Entries from a point labeling set
## START

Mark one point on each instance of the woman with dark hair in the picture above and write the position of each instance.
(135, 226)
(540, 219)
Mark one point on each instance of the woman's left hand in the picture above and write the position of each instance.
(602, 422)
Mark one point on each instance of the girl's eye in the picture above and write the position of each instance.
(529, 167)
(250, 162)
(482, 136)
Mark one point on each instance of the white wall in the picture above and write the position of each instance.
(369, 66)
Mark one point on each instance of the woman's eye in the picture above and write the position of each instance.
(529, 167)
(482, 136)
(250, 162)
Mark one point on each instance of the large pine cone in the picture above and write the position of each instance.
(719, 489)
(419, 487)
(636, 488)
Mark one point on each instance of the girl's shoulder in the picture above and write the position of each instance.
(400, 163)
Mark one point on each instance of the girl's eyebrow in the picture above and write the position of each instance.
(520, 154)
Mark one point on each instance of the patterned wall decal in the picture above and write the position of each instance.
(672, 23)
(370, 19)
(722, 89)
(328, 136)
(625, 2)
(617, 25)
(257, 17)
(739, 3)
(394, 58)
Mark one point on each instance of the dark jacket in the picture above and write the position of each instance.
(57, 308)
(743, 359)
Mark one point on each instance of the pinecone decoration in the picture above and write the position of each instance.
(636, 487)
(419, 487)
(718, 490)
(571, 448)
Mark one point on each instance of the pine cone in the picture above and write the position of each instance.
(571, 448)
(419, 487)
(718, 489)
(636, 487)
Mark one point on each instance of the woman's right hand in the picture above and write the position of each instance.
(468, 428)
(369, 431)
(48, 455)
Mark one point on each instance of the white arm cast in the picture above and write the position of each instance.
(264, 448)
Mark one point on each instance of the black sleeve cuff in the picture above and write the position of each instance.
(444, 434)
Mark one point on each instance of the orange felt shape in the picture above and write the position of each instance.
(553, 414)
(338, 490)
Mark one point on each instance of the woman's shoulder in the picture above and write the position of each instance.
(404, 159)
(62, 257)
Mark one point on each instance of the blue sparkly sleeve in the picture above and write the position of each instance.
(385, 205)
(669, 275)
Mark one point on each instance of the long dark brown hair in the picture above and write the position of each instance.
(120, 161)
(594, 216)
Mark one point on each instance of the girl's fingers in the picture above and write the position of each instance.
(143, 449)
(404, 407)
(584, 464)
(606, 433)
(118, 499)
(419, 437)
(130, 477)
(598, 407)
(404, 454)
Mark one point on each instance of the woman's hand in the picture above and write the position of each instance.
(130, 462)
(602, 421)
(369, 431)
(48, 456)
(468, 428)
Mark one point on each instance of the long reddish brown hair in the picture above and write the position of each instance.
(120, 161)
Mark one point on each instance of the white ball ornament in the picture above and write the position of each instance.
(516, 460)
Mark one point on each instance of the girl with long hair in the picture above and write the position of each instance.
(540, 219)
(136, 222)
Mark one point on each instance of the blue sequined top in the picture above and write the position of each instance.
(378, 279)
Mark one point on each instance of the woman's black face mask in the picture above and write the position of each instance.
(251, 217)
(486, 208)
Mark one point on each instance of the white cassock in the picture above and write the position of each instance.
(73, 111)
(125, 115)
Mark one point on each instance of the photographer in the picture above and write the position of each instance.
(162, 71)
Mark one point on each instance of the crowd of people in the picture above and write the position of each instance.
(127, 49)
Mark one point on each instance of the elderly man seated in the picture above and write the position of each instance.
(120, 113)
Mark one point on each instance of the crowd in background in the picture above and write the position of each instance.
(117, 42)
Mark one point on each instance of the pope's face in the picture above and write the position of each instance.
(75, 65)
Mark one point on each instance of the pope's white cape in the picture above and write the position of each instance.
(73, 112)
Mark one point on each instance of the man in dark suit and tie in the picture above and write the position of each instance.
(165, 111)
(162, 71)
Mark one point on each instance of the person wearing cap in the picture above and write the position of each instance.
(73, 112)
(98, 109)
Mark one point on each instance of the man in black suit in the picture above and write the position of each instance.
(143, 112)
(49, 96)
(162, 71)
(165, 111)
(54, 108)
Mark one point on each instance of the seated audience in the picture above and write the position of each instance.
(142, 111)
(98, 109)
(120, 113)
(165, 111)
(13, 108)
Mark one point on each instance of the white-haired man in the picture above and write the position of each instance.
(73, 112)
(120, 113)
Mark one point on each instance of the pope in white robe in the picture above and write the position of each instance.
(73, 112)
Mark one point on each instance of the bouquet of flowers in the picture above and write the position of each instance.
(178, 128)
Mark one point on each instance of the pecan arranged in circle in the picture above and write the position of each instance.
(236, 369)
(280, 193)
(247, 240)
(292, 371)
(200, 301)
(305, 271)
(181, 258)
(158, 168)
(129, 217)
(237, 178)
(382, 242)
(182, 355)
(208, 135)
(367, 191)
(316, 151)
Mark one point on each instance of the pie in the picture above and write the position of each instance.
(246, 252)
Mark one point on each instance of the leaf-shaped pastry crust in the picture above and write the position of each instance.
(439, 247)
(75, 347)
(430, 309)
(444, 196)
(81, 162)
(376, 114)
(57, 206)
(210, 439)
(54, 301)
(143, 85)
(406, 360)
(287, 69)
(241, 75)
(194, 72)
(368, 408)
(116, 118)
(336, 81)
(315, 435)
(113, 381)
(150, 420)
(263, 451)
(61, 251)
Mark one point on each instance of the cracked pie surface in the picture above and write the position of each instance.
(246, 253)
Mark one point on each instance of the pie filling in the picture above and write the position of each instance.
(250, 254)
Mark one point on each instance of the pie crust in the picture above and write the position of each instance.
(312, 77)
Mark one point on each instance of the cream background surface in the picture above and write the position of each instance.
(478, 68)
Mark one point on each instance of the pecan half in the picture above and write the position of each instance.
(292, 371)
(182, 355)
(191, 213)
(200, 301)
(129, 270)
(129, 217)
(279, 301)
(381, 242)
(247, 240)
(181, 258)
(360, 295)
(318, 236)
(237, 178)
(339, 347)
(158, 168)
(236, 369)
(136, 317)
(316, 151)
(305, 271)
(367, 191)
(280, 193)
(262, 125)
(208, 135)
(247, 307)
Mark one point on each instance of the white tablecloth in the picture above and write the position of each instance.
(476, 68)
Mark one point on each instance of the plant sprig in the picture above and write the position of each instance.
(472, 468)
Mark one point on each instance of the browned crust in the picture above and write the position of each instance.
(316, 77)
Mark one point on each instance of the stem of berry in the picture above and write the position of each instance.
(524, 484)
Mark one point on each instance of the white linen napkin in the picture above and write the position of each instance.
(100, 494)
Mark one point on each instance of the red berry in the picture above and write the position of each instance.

## END

#### [Required task]
Reword all of the entries so that "write the position" becomes "record the location" each time it appears, and leave everything else as it is.

#### [Reply to the task]
Mark one point on each instance of the woman with dark hair in the picture above and record the location of each instance.
(135, 226)
(540, 219)
Mark one point on each instance of the woman's left hand in the picture above and record the location of each instance.
(602, 422)
Mark one point on each instance of the girl's eye in the picture above and record the location of each instance.
(529, 167)
(250, 162)
(482, 136)
Mark one point on each instance of the white wall in the picture above and record the location of each instance.
(369, 66)
Mark one point on each instance of the woman's eye in the picture above and record the location of each instance.
(529, 167)
(482, 136)
(250, 162)
Mark one point on each instance of the large pine cone in the picture above and record the location of each instance.
(719, 489)
(419, 487)
(636, 488)
Mark one point on each instance of the girl's shoulder in the picture above and record the location of each instance.
(400, 163)
Mark one point on each instance of the girl's eyebrow in the picture above and record the location of each instance.
(520, 154)
Mark one point on each instance of the patterned wall decal in the picture above and record the location of each instance.
(672, 23)
(370, 19)
(722, 89)
(328, 136)
(625, 2)
(617, 25)
(257, 17)
(739, 3)
(394, 58)
Mark one point on each instance of the dark jacket in the picture above and record the location of each instance.
(57, 308)
(743, 359)
Mark one point on each instance of the pinecone decoration in the picture above and record the location of each instance.
(636, 487)
(419, 487)
(718, 490)
(571, 448)
Mark one point on each instance of the pine cone in the picture above and record the location of each instance.
(571, 448)
(419, 487)
(718, 489)
(636, 487)
Mark one point on each instance of the woman's right hand in the picture above and record the location of each instance.
(468, 428)
(369, 431)
(48, 455)
Mark one point on each instance of the white arm cast in the picture above and record the location of each instance.
(264, 448)
Mark one point on each instance of the black sleeve cuff in the picture above and record the location of each instance.
(444, 434)
Mark one point on each instance of the orange felt shape in the picture above and record the location of each instance.
(553, 414)
(338, 490)
Mark one point on each instance of the woman's shoulder in the picture above and record the location of each instance.
(404, 159)
(62, 257)
Mark one point on each instance of the blue sparkly sleeve in the picture above and record the location of each instance.
(385, 205)
(669, 275)
Mark one point on each instance of the long dark brown hair in the picture above and record the location of each instance.
(120, 161)
(594, 216)
Mark one point on each instance of the girl's fingers in the picture above and record the location of each instance.
(143, 449)
(404, 407)
(584, 464)
(606, 433)
(118, 499)
(419, 437)
(130, 477)
(598, 407)
(404, 454)
Mark one point on each instance of the woman's hand in the picture above and record the location of each instance.
(130, 462)
(602, 421)
(369, 431)
(48, 456)
(468, 428)
Mark one point on each instance of the long reddish brown hair in the picture above and record the location of each instance.
(120, 161)
Mark one point on each instance of the white ball ornament in the picture above and record the location of each instance.
(516, 460)
Mark one point on each instance of the girl with long hair in the picture above and record the location of each instance.
(540, 219)
(136, 222)
Mark one point on each instance of the blue sequined top in the picture above and record the location of each instance.
(378, 279)
Mark one point on each instance of the woman's black face mask in the picture above and record the location of each instance.
(251, 217)
(486, 208)
Mark one point on each instance of the white cassock in the picture above and record the location of each instance.
(73, 111)
(125, 115)
Mark one point on each instance of the photographer in the picture above and record the location of each instance.
(162, 71)
Mark one point on each instance of the crowd of people in the picture above and record the location of each instance.
(127, 49)
Mark one point on each instance of the elderly man seated in the picture above and record the location of each instance.
(120, 113)
Mark one point on each instance of the crowd in background in the picture above and record the location of each instance.
(117, 42)
Mark one point on each instance of the pope's face in the picture above and record the location of each instance.
(75, 65)
Mark one point on each instance of the pope's white cape in the picture above and record the location of each instance.
(73, 112)
Mark one point on each instance of the man in dark suit and tie in the picture above and record the location of each instance.
(165, 111)
(162, 71)
Mark one point on each instance of the person wearing cap in the picture above and record the location of each instance.
(73, 112)
(98, 109)
Mark one point on each instance of the man in black suit in the picture above and record the location of each instance.
(143, 112)
(49, 96)
(162, 71)
(165, 111)
(54, 108)
Mark one point on each instance of the seated audience in the picture above and record the location of each instance.
(142, 111)
(98, 109)
(120, 113)
(165, 111)
(13, 108)
Mark one point on each instance of the white-haired man in the picture above and record the location of each instance.
(73, 112)
(120, 113)
Mark one point on each instance of the pope in white robe in the picture above and record the location of each instance.
(73, 112)
Mark one point on each instance of the bouquet of flowers in the picture above and record the location of each instance.
(178, 128)
Mark one point on each instance of the pecan arranged in circle in the picture above and record the location of each instance.
(236, 369)
(280, 193)
(247, 240)
(292, 371)
(200, 301)
(305, 271)
(181, 258)
(158, 168)
(129, 217)
(237, 178)
(382, 242)
(182, 355)
(208, 135)
(367, 191)
(316, 151)
Mark one point on each instance of the pie in the picture above and record the location of each instance.
(246, 252)
Mark one point on each instance of the leaf-shaped pastry crust in the picture above and record the location of each instance.
(439, 247)
(75, 347)
(430, 309)
(444, 196)
(81, 162)
(376, 114)
(57, 206)
(210, 439)
(54, 301)
(143, 85)
(406, 360)
(287, 69)
(241, 75)
(194, 72)
(368, 408)
(116, 118)
(336, 81)
(315, 435)
(113, 381)
(150, 420)
(263, 451)
(61, 251)
Mark one point on each instance of the cracked pie surface in the picture above and record the location of each instance.
(246, 253)
Mark one point on each instance of the pie filling in the picture above and record the location of each instance.
(250, 254)
Mark one point on each instance of the pie crust in the picture above and record the location of each instance.
(312, 77)
Mark one point on each instance of the cream background surface in the picture above and record the location of each instance.
(478, 68)
Mark one point on each instance of the pecan half in the picture above and record the location of each instance.
(292, 371)
(182, 355)
(191, 213)
(200, 301)
(129, 270)
(129, 217)
(279, 301)
(381, 242)
(247, 240)
(181, 258)
(360, 295)
(318, 236)
(237, 178)
(339, 347)
(158, 168)
(236, 369)
(136, 317)
(316, 151)
(305, 271)
(367, 191)
(280, 193)
(262, 125)
(208, 135)
(247, 307)
Mark one point on each instance of the white tablecloth in the picture above and record the location of each instance.
(476, 68)
Mark one point on each instance of the plant sprig in the picture above and record the location of each instance.
(472, 468)
Mark one point on each instance of the browned crust in the picture above and record the location of each instance.
(316, 77)
Mark one point on each instance of the stem of berry in the picture above and record the location of each instance.
(524, 484)
Mark one point on each instance of the white linen napkin in the picture above and record the location of each instance.
(100, 494)
Mark one point on each instance of the red berry in the picture above and record the location of each instance.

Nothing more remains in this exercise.